- _Request_: Extract the line that contains "Label every wheel" and every line after it to the end of the records below, exactly as written and nothing else.

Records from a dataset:
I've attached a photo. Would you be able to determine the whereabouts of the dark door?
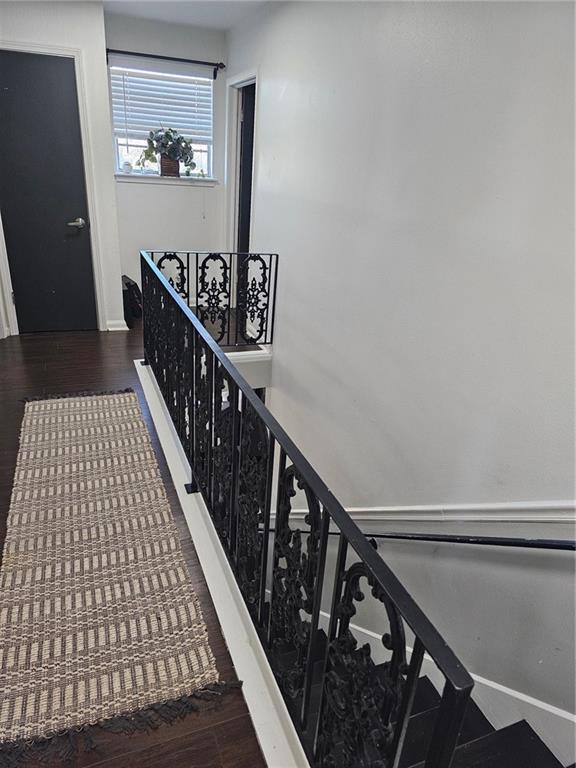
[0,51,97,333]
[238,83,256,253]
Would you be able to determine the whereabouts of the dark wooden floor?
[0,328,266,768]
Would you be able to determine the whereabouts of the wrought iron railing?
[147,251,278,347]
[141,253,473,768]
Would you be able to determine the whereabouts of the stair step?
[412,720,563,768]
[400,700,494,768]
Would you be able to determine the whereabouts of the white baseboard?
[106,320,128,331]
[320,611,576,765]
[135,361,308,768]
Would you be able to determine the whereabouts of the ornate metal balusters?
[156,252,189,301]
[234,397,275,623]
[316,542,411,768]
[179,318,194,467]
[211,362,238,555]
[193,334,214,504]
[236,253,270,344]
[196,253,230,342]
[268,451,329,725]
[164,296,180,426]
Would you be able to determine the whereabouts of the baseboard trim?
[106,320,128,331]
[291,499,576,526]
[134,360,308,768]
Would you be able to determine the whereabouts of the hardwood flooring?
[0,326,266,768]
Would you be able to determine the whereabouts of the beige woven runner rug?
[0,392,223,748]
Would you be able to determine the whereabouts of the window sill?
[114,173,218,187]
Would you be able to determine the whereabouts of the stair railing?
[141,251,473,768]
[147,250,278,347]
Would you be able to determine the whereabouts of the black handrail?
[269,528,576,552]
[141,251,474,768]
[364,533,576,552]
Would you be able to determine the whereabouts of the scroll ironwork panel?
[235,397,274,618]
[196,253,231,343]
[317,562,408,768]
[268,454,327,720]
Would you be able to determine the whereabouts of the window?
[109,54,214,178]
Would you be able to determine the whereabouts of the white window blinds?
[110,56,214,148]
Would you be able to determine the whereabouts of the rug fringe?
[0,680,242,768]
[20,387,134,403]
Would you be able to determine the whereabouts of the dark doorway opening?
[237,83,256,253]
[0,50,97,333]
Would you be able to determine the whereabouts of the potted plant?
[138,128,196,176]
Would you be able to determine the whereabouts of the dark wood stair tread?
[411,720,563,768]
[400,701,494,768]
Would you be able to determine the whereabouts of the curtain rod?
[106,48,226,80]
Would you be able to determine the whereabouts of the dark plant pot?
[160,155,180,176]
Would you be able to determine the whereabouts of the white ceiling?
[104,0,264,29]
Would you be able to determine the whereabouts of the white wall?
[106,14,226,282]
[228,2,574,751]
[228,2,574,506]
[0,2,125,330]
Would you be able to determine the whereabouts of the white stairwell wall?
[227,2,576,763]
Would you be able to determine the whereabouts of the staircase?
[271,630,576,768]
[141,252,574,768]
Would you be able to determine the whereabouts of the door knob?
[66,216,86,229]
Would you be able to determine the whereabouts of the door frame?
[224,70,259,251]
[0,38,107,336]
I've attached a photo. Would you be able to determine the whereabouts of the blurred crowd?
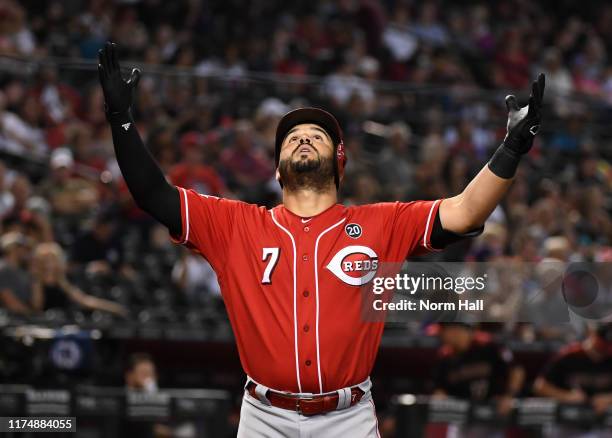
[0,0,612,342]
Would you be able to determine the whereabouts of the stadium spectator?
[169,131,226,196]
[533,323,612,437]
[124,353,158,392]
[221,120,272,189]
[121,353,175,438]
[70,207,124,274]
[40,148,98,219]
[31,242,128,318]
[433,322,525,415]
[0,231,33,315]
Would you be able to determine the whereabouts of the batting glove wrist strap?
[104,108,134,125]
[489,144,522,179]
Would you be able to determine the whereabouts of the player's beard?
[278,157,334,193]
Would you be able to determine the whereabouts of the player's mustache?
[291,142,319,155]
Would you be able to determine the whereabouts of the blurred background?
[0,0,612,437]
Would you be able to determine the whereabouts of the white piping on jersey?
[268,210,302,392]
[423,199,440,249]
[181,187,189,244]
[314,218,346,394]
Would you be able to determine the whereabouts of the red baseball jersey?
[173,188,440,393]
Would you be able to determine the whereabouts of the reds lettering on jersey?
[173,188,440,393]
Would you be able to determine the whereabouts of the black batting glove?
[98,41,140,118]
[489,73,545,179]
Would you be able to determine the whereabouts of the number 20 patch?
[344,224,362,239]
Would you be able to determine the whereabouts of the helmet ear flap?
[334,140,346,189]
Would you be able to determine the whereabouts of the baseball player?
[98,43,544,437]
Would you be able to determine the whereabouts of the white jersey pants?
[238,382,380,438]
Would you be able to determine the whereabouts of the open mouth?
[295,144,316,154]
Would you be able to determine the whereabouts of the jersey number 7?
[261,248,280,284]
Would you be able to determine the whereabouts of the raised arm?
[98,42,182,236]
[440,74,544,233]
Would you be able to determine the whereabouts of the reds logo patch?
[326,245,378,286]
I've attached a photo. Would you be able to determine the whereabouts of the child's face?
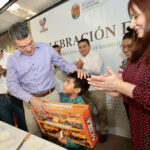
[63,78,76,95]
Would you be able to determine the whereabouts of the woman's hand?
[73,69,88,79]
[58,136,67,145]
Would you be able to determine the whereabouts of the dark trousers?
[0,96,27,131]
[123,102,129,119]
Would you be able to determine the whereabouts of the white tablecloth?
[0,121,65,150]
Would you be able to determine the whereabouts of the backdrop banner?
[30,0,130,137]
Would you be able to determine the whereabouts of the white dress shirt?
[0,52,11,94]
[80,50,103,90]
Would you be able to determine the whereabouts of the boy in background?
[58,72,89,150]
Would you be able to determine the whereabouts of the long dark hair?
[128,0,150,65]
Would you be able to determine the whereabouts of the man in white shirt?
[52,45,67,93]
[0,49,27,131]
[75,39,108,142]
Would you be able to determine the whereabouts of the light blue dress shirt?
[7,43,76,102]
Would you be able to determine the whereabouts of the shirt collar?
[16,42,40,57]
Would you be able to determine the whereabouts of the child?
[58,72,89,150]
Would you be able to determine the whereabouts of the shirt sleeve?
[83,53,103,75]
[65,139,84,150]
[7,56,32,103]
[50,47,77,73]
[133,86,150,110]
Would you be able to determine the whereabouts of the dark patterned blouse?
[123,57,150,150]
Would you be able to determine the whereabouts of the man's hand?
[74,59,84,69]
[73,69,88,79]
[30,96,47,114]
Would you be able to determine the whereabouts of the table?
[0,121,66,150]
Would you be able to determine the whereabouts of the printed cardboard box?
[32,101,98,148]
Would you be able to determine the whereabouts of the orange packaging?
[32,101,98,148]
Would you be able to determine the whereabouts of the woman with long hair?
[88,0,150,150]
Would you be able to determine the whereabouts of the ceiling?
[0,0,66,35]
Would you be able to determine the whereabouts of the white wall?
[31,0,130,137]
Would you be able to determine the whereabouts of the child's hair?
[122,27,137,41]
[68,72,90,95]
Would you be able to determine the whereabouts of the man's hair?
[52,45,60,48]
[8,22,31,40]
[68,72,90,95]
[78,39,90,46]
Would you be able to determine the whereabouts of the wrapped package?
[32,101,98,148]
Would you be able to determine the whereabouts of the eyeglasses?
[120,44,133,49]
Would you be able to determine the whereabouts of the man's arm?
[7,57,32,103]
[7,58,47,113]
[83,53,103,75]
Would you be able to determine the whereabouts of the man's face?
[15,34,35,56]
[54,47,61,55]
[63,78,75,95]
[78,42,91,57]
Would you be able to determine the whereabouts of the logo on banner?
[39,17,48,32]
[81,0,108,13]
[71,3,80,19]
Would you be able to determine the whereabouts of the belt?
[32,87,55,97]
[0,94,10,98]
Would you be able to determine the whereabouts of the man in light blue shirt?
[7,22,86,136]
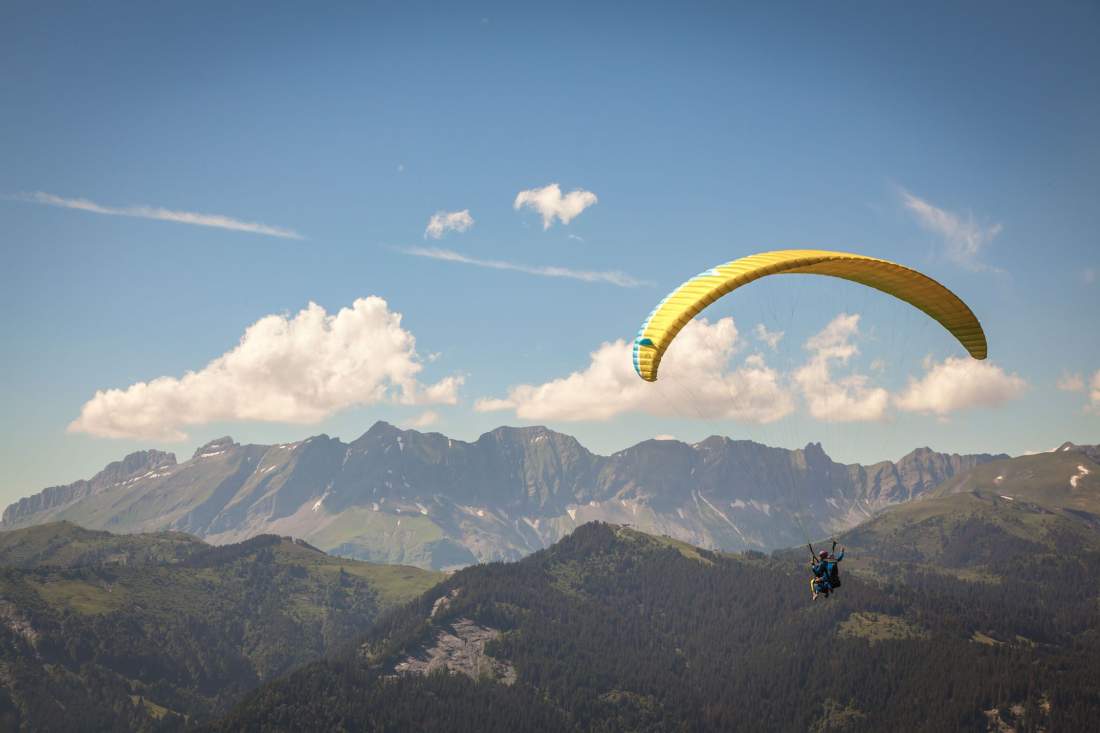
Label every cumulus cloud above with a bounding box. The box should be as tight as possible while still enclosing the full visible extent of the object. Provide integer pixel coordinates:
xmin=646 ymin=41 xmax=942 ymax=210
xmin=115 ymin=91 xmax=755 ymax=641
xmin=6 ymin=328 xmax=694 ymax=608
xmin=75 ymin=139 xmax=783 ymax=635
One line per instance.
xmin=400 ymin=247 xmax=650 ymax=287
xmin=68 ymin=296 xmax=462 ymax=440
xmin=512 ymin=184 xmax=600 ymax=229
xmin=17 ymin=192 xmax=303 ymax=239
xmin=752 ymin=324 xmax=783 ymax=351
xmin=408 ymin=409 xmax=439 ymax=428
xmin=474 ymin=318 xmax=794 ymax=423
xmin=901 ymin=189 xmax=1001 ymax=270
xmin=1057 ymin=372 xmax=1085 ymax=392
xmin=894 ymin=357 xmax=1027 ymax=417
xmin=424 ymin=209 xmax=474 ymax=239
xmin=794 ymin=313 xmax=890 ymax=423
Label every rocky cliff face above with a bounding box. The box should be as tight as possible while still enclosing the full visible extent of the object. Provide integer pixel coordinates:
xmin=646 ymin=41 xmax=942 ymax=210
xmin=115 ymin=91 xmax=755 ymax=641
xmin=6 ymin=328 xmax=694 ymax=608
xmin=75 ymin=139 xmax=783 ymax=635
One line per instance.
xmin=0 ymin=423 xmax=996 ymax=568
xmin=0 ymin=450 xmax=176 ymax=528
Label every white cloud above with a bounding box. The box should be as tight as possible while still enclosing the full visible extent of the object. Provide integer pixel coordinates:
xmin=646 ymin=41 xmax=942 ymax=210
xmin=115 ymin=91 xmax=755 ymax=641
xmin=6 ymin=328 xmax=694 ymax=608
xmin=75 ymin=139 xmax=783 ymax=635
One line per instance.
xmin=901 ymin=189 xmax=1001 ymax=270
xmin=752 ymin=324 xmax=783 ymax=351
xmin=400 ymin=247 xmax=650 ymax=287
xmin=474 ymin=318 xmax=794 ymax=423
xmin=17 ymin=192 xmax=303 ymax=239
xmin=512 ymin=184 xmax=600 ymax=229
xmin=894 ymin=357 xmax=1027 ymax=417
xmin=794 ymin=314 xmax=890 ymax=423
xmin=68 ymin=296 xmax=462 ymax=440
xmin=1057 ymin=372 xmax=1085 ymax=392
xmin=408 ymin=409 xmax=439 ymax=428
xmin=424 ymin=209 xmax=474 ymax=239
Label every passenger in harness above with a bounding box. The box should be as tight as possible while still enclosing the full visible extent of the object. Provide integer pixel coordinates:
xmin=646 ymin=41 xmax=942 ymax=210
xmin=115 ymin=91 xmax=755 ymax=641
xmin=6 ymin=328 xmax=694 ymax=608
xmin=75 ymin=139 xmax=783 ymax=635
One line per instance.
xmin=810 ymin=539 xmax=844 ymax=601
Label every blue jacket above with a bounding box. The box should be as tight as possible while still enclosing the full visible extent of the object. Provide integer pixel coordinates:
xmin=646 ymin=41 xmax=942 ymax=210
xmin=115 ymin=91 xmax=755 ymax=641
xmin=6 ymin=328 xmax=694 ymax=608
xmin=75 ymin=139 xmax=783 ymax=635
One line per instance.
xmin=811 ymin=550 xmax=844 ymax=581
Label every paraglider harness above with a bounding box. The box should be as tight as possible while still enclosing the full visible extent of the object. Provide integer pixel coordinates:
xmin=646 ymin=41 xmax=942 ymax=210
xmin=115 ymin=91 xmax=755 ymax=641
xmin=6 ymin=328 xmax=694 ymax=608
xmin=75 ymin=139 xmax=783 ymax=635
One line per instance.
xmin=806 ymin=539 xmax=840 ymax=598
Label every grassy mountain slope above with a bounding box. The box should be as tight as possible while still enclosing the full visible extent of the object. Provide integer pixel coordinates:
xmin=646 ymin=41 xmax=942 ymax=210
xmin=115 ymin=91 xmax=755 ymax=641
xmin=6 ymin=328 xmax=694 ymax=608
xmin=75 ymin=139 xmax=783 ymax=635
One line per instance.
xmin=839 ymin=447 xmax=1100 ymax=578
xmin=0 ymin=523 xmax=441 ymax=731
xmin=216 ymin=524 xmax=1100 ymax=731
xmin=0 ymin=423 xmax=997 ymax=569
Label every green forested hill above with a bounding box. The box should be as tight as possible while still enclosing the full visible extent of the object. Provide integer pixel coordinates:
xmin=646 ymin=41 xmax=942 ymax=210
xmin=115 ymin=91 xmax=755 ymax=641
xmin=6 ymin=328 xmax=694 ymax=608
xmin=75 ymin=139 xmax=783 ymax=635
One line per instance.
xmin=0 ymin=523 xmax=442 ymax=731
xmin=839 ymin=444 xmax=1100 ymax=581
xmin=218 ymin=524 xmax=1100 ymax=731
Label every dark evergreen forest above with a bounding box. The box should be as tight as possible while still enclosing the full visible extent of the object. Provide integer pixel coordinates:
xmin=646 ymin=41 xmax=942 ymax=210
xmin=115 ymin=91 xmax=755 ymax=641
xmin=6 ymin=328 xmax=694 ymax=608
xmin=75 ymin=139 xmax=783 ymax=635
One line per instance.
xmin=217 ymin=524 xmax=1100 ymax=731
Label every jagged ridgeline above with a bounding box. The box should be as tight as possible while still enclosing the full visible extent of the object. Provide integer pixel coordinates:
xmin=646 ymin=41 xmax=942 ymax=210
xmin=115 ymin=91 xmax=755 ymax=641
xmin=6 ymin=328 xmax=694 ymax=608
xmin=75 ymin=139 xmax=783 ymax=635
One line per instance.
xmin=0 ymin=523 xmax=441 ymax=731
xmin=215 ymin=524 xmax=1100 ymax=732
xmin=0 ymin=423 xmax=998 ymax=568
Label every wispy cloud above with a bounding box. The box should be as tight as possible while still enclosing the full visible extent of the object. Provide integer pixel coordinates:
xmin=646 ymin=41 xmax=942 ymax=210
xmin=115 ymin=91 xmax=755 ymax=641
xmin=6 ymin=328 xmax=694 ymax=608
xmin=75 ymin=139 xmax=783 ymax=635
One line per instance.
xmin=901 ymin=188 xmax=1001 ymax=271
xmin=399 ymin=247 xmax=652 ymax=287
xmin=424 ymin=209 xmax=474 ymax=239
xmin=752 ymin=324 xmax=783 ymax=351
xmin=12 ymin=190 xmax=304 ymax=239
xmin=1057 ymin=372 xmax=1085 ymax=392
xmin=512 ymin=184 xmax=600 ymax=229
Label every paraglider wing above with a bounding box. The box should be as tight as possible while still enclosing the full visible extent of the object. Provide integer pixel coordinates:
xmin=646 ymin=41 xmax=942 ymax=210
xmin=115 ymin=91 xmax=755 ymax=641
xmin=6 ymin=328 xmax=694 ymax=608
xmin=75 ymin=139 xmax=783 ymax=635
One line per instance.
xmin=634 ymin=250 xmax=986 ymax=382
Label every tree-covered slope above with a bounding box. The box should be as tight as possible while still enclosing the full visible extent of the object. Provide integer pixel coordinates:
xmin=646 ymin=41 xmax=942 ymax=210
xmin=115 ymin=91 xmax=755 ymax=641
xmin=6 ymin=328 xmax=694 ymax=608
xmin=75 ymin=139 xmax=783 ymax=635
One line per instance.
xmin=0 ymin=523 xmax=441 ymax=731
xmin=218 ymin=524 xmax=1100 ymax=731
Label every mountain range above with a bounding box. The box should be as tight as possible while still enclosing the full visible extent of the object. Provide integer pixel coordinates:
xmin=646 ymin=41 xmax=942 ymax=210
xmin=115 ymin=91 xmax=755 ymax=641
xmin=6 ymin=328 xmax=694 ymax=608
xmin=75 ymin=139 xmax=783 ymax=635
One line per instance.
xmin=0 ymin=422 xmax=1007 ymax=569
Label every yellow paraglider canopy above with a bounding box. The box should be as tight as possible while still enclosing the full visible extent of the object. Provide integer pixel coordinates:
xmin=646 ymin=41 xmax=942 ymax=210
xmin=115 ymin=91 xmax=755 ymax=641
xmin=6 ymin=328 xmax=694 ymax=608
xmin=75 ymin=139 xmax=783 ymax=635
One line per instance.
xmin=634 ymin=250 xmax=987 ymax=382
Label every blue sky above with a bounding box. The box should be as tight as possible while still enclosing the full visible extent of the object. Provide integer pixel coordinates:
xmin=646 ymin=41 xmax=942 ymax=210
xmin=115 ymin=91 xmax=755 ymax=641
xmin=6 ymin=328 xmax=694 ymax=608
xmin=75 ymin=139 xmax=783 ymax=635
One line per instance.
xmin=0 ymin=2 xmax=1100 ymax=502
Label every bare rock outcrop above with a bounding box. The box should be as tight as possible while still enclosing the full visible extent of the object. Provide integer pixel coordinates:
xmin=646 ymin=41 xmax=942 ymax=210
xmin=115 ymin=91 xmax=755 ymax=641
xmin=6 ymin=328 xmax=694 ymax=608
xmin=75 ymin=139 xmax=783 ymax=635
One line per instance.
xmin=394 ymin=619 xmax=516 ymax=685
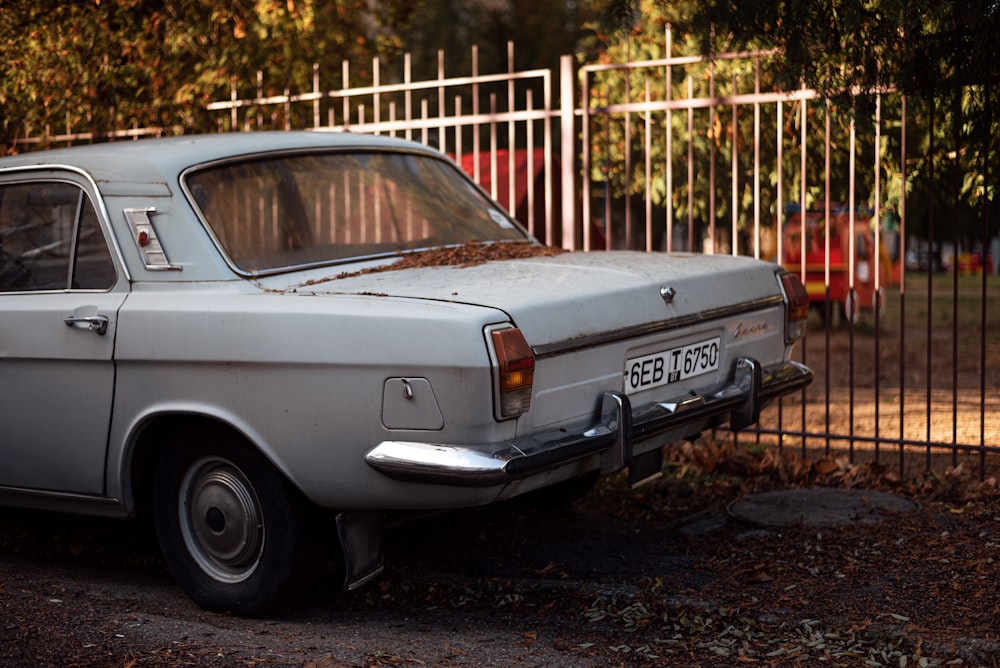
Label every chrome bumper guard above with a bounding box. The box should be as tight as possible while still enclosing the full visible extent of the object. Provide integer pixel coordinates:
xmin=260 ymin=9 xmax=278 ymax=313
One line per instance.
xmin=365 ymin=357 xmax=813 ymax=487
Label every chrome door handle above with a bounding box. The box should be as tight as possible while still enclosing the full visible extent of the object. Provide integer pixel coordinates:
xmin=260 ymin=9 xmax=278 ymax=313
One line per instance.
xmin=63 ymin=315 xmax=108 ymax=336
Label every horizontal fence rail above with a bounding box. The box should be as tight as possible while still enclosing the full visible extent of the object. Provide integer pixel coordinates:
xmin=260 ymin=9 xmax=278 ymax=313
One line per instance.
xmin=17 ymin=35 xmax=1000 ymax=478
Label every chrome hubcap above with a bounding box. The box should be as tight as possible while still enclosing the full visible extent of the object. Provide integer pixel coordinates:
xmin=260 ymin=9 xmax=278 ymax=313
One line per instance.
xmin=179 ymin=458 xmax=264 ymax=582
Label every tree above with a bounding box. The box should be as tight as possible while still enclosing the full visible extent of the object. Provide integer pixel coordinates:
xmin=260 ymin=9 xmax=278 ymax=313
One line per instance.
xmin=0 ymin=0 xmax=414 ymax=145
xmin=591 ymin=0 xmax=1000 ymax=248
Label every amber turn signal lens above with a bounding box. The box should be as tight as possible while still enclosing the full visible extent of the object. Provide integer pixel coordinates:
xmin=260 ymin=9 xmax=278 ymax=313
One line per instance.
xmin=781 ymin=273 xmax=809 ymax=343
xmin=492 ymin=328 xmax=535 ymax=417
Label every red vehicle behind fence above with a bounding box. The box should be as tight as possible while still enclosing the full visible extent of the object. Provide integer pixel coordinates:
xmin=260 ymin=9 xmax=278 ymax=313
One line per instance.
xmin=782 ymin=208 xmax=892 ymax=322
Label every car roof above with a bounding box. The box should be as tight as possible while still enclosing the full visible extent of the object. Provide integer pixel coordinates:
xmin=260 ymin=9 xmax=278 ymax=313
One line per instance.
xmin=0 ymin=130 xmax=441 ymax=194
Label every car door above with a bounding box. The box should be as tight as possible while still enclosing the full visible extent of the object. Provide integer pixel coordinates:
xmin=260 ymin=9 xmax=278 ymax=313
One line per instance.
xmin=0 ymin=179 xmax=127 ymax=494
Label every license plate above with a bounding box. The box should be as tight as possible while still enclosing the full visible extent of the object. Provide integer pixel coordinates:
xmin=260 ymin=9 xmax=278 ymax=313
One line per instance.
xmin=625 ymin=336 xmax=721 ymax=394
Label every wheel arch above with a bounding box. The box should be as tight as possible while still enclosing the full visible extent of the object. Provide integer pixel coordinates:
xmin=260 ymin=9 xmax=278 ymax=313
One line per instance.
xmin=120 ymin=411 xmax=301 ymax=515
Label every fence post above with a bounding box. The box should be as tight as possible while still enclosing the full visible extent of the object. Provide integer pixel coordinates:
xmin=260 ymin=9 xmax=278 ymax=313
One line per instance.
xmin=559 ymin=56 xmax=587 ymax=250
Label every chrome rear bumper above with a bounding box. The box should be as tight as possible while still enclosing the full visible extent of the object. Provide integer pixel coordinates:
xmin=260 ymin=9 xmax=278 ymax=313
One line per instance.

- _Final answer_:
Label every wheel arch above with a bounding box. The box should be as tight as possible while still enclosing the full visible extent of the object. Provide integer pixel coordinates:
xmin=260 ymin=9 xmax=278 ymax=313
One line per instance.
xmin=120 ymin=411 xmax=301 ymax=515
Label every fence post above with a bounding box. The box should be as tight as possible while still enclosing the full visible extent of the object. Provide integer pixel coordinates:
xmin=260 ymin=9 xmax=278 ymax=313
One line per instance.
xmin=559 ymin=56 xmax=587 ymax=250
Label every chrome rear bumper above with a bounding box. The box should be as tight as possible while still enclosing the full visible extent of the object. Provide integer pixel coordinates:
xmin=260 ymin=9 xmax=278 ymax=313
One line per instance.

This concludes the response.